→ What to produce
Retype all of the entries exactly as they appear.

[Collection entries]
=-=-=
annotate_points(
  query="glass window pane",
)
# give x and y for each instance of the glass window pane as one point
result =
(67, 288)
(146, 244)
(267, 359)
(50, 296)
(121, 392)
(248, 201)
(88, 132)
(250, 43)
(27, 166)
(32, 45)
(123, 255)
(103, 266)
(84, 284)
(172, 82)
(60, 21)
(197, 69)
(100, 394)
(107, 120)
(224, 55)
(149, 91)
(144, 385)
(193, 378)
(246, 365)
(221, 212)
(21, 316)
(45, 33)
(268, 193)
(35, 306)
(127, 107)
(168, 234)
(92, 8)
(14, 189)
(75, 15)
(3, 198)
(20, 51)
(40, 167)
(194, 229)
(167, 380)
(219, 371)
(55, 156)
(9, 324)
=-=-=
→ Solved exercise
annotate_points(
  query="glass window pane",
)
# give x and y for each instance of the glass window pane as one point
result =
(67, 288)
(146, 244)
(267, 359)
(50, 296)
(121, 392)
(248, 201)
(88, 132)
(250, 43)
(27, 166)
(32, 45)
(123, 255)
(103, 266)
(84, 284)
(172, 82)
(60, 21)
(197, 69)
(100, 394)
(107, 120)
(224, 55)
(149, 91)
(144, 385)
(193, 378)
(246, 365)
(221, 212)
(21, 316)
(45, 33)
(268, 193)
(35, 306)
(127, 107)
(168, 234)
(92, 8)
(14, 189)
(75, 15)
(3, 198)
(20, 51)
(40, 167)
(194, 229)
(167, 380)
(219, 371)
(55, 156)
(9, 324)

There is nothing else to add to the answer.